Problem statement
Transcribe all of the records precisely as they are presented.

Given records
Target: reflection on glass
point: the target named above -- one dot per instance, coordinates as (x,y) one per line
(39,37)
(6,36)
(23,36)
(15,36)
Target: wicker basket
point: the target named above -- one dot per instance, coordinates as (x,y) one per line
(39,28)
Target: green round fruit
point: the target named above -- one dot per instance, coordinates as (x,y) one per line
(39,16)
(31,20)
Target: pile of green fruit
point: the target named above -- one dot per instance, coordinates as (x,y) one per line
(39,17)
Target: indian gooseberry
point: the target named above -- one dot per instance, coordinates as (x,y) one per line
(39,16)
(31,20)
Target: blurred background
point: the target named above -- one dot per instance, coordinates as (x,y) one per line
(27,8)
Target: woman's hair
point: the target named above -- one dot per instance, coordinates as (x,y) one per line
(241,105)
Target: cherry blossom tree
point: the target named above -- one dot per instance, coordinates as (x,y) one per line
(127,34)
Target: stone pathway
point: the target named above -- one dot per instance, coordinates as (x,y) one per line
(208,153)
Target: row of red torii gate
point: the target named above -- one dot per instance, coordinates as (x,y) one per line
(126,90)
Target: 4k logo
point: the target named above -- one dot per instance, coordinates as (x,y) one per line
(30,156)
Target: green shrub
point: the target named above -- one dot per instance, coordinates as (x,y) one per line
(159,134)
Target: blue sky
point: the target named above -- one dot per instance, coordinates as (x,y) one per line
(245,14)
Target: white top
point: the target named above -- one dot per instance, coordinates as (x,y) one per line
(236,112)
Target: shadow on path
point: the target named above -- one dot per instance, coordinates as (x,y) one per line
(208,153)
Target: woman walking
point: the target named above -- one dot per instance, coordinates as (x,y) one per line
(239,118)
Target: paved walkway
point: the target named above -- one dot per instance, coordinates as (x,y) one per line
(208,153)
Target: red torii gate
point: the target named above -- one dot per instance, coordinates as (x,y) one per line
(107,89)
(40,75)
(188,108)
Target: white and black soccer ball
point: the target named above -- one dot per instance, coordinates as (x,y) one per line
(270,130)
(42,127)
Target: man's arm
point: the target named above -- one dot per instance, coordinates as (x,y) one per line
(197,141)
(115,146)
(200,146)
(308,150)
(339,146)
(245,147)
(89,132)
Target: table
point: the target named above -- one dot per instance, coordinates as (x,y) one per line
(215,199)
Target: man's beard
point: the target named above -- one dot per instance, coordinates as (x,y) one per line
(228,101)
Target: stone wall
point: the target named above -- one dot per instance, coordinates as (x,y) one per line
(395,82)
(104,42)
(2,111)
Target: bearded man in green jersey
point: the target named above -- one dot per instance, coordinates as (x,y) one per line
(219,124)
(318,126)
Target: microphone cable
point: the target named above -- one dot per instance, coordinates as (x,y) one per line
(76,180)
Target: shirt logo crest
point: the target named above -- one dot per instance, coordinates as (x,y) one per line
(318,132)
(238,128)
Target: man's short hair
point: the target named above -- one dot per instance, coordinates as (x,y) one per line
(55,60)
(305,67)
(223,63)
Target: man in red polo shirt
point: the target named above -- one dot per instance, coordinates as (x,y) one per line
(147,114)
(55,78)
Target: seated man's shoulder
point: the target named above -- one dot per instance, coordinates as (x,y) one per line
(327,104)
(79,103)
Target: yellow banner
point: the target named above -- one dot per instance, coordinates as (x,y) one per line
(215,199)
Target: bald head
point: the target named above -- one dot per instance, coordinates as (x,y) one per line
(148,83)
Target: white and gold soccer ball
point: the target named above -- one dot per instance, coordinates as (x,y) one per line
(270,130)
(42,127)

Expected answer
Target: reflection on glass
point: the target named above -- one dot per instance, coordinates as (x,y) one per line
(39,37)
(6,36)
(23,36)
(15,36)
Target: wicker basket
point: the target named above -- one dot per instance, coordinates as (x,y) one per line
(39,28)
Target: green round fruit
point: the target named above -- one dot per instance, coordinates as (x,y) one per line
(39,16)
(31,20)
Target: pile of green fruit
point: the target named above -- one dot per instance, coordinates as (x,y) one per line
(39,17)
Target: indian gooseberry
point: the target named above -- one dot per instance, coordinates as (x,y) one per line
(39,16)
(31,20)
Target: blurred background
point: the target named above -- one dot per instance, coordinates as (x,y) one per line
(27,8)
Target: woman's hair
point: the target named above -- one dot per instance, coordinates as (x,y) one per line
(241,105)
Target: cherry blossom tree
point: the target named above -- one dot per instance, coordinates as (x,y) one per line
(127,34)
Target: stone pathway
point: the target named above -- one dot per instance, coordinates as (x,y) one per line
(208,153)
Target: row of red torii gate
point: the target named above -- one dot per instance, coordinates as (x,y) one per line
(126,90)
Target: 4k logo
point: the target named above -- one dot per instance, coordinates as (x,y) one per line
(30,156)
Target: green shrub
point: the target named above -- one dot per instance, coordinates as (x,y) one per line
(159,134)
Target: blue sky
point: the target named above -- one dot per instance, coordinates as (x,y) one per line
(245,14)
Target: white top
point: the target named above -- one dot per instance, coordinates as (x,y) one per line
(236,112)
Target: shadow on path
point: the target named above -- one dot per instance, coordinates as (x,y) one per line
(208,153)
Target: woman walking
point: the target named above -- one dot per instance, coordinates as (x,y) one per line
(239,118)
Target: paved walkway
point: the target named above -- one dot per instance, coordinates as (x,y) one per line
(208,153)
Target: red torii gate
point: the target named above -- one dot per instance, coordinates as (x,y) one per line
(107,89)
(40,75)
(188,108)
Target: white and black soccer ball
point: the target named above -- one dot per instance, coordinates as (x,y) one per line
(270,130)
(42,127)
Target: man's arm
point: the target named above -- one dot per instance, coordinates as (x,y) one per line
(197,141)
(115,146)
(200,146)
(308,150)
(339,146)
(245,147)
(89,132)
Target: table
point: the target named above -- one dot per instance, coordinates as (x,y) one per line
(215,199)
Target: man's beard
point: the target named above -- one dot per instance, coordinates as (x,y) one per line
(228,101)
Target: stone wall
point: the target named above -- one dot per instance, coordinates as (x,y) one per line
(395,82)
(104,42)
(2,111)
Target: bearded man in green jersey
point: the target named above -- one dot per instance, coordinates as (x,y) one per line
(219,124)
(318,126)
Target: microphone cable
point: the target named above -- one dot per instance, coordinates as (x,y) one per line
(76,180)
Target: shirt logo crest
point: the target named above -- one dot per instance, coordinates as (x,y) one per line
(318,132)
(238,128)
Target: man's short hair
point: the target named above -- one dot per instance, coordinates as (x,y) one per line
(55,60)
(305,67)
(223,63)
Target: man in red polo shirt
point: the target named above -- one dot per instance, coordinates as (x,y) one per line
(147,114)
(55,78)
Target: seated man's shoulder
point: the target named above -- one dot per instance, coordinates as (x,y) one per line
(327,104)
(79,103)
Target: yellow banner
point: the target named above -- one dot per instance, coordinates as (x,y) one per line
(215,199)
Target: bald head
point: the target named above -- one dot per instance, coordinates as (x,y) one per line
(148,83)
Target: white and gold soccer ball
point: the target named above -- one dot per instance, coordinates as (x,y) one per line
(270,130)
(42,127)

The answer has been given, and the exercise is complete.